═══ Exercise data

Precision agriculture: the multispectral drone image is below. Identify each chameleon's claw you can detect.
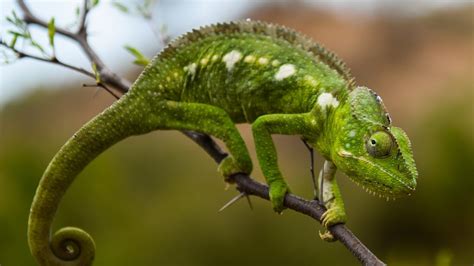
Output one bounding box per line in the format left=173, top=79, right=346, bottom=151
left=217, top=155, right=252, bottom=183
left=269, top=181, right=289, bottom=214
left=318, top=229, right=336, bottom=242
left=321, top=206, right=347, bottom=228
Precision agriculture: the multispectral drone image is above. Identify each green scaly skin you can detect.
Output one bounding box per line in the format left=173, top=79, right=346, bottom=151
left=28, top=21, right=417, bottom=265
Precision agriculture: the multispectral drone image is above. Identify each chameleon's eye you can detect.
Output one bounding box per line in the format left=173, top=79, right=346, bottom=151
left=365, top=131, right=393, bottom=158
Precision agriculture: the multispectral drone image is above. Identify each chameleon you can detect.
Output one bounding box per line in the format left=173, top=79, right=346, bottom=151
left=28, top=20, right=418, bottom=265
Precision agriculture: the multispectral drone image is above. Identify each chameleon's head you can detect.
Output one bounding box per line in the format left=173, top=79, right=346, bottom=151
left=331, top=87, right=418, bottom=199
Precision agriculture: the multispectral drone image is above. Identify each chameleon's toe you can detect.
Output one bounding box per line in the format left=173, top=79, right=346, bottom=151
left=319, top=229, right=336, bottom=242
left=321, top=207, right=347, bottom=228
left=217, top=155, right=252, bottom=183
left=270, top=182, right=289, bottom=213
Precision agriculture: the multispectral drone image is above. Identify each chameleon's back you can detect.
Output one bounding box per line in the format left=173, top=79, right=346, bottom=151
left=134, top=21, right=352, bottom=122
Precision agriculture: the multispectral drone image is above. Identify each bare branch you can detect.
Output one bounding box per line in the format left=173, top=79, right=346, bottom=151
left=77, top=0, right=89, bottom=34
left=0, top=40, right=95, bottom=78
left=17, top=0, right=131, bottom=93
left=183, top=132, right=385, bottom=265
left=12, top=0, right=384, bottom=265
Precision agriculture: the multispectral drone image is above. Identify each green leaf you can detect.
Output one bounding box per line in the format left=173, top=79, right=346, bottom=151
left=112, top=2, right=128, bottom=13
left=48, top=17, right=56, bottom=48
left=125, top=45, right=150, bottom=66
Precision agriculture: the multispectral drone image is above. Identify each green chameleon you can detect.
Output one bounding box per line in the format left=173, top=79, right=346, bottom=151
left=28, top=21, right=417, bottom=265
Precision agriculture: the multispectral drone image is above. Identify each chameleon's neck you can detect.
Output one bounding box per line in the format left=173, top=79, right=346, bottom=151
left=309, top=88, right=350, bottom=160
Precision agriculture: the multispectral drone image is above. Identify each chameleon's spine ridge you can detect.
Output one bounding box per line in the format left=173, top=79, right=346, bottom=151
left=28, top=95, right=149, bottom=266
left=153, top=20, right=356, bottom=90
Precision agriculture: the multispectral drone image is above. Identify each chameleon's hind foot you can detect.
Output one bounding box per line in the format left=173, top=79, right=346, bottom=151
left=217, top=155, right=252, bottom=183
left=269, top=181, right=289, bottom=214
left=319, top=205, right=347, bottom=242
left=319, top=229, right=336, bottom=242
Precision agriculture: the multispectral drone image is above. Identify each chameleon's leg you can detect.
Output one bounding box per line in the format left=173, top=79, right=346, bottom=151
left=318, top=161, right=347, bottom=241
left=158, top=101, right=252, bottom=181
left=252, top=114, right=310, bottom=212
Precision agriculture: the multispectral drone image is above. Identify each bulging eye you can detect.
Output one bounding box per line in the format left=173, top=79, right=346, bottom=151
left=365, top=131, right=393, bottom=158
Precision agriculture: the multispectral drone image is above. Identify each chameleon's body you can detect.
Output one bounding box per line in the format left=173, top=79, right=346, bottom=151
left=29, top=22, right=417, bottom=265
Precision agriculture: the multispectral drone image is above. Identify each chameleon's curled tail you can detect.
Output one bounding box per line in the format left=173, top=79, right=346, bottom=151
left=28, top=92, right=153, bottom=266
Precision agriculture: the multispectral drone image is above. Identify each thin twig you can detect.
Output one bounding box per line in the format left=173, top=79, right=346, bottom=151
left=0, top=40, right=95, bottom=78
left=17, top=0, right=131, bottom=93
left=77, top=0, right=89, bottom=34
left=12, top=0, right=384, bottom=265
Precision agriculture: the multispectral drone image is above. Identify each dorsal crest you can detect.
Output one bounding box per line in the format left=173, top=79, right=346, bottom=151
left=157, top=20, right=355, bottom=89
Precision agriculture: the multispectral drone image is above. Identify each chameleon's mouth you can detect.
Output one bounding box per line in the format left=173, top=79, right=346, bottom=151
left=348, top=176, right=410, bottom=201
left=338, top=150, right=415, bottom=201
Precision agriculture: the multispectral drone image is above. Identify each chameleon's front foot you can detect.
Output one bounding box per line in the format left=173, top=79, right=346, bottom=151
left=269, top=180, right=289, bottom=213
left=217, top=155, right=252, bottom=183
left=319, top=205, right=347, bottom=242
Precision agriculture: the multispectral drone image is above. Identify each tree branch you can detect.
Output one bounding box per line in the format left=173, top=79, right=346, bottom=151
left=12, top=0, right=384, bottom=265
left=77, top=0, right=89, bottom=34
left=17, top=0, right=131, bottom=93
left=183, top=131, right=385, bottom=265
left=0, top=40, right=95, bottom=78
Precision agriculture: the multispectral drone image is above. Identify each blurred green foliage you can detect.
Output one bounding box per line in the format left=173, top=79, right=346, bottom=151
left=0, top=79, right=474, bottom=265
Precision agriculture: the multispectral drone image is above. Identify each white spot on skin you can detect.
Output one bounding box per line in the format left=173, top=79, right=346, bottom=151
left=244, top=55, right=256, bottom=63
left=317, top=92, right=339, bottom=109
left=349, top=130, right=356, bottom=138
left=222, top=50, right=242, bottom=71
left=257, top=57, right=268, bottom=65
left=275, top=64, right=296, bottom=80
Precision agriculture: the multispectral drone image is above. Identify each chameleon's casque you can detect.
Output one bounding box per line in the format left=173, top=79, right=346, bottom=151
left=28, top=21, right=417, bottom=265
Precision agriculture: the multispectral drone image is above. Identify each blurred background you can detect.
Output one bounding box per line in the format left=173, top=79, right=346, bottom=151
left=0, top=0, right=474, bottom=266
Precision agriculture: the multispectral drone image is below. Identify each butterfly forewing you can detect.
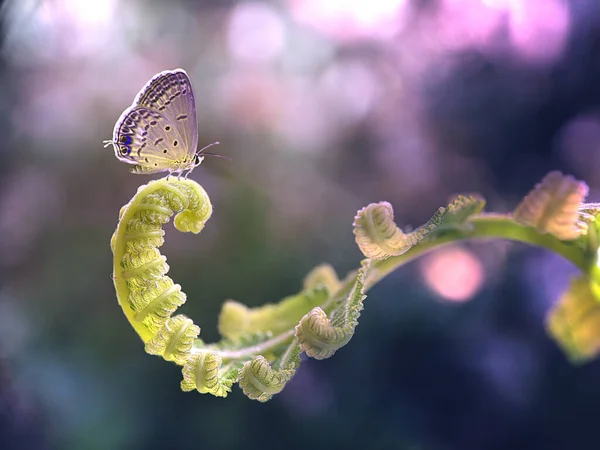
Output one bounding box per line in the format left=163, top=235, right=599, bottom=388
left=113, top=106, right=191, bottom=173
left=133, top=69, right=198, bottom=158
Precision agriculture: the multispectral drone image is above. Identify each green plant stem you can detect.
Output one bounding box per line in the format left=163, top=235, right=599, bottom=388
left=365, top=214, right=588, bottom=291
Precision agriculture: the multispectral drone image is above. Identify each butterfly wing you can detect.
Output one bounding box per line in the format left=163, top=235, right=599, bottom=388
left=133, top=69, right=198, bottom=159
left=113, top=106, right=193, bottom=173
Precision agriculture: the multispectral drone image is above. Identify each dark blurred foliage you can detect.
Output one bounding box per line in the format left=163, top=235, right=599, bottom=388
left=0, top=0, right=600, bottom=450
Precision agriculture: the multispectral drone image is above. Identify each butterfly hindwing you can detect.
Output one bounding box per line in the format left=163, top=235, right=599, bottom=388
left=113, top=106, right=191, bottom=173
left=133, top=69, right=198, bottom=157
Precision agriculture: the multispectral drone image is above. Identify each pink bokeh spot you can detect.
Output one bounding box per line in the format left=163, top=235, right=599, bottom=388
left=420, top=247, right=484, bottom=302
left=289, top=0, right=407, bottom=40
left=509, top=0, right=571, bottom=62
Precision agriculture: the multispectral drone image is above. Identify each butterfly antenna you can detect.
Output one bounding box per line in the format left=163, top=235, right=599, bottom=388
left=198, top=141, right=231, bottom=161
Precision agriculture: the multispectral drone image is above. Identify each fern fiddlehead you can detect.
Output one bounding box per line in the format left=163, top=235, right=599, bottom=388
left=111, top=172, right=600, bottom=401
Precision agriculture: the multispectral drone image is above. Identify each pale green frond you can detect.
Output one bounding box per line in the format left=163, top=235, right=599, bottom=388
left=181, top=351, right=238, bottom=397
left=238, top=346, right=299, bottom=402
left=296, top=259, right=371, bottom=359
left=145, top=314, right=200, bottom=365
left=353, top=202, right=418, bottom=259
left=304, top=264, right=341, bottom=294
left=547, top=276, right=600, bottom=362
left=513, top=171, right=588, bottom=240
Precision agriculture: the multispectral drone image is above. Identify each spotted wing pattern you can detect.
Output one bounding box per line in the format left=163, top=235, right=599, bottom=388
left=114, top=106, right=188, bottom=173
left=134, top=69, right=198, bottom=157
left=110, top=69, right=198, bottom=173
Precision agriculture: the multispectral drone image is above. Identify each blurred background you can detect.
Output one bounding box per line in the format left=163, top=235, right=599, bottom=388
left=0, top=0, right=600, bottom=450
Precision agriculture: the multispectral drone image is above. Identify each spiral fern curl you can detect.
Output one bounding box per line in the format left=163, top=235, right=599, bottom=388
left=111, top=172, right=600, bottom=402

══════

#### Task brief:
Give the part of the listing that runs from its first line through the line containing "left=28, top=20, right=418, bottom=265" as a Markdown table with the columns Row and Line, numbering each row and leaving out blank lines. Leave the pictures out of the answer.

#### Answer to the task:
| Row | Line |
|---|---|
| 1 | Precision agriculture: the multispectral drone image is below. Identify each chameleon's claw you can detect. |
| 2 | Output one bounding box per line in the format left=173, top=79, right=346, bottom=151 |
| 3 | left=217, top=155, right=252, bottom=183 |
| 4 | left=269, top=181, right=289, bottom=214 |
| 5 | left=318, top=229, right=336, bottom=242 |
| 6 | left=321, top=206, right=347, bottom=228 |
| 7 | Precision agriculture: the multispectral drone image is above. Identify each green scaly skin you can detect. |
| 8 | Output one bounding box per line in the format left=173, top=79, right=346, bottom=151 |
| 9 | left=28, top=21, right=417, bottom=265 |
| 10 | Precision agriculture: the multispectral drone image is above. Identify each chameleon's eye you can detect. |
| 11 | Output one bounding box per line in the format left=173, top=79, right=346, bottom=151 |
| 12 | left=365, top=131, right=393, bottom=158 |
| 13 | Precision agriculture: the multispectral drone image is above. Identify each chameleon you can detect. |
| 14 | Output one bounding box per line in the format left=173, top=79, right=346, bottom=151 |
| 15 | left=28, top=20, right=418, bottom=265 |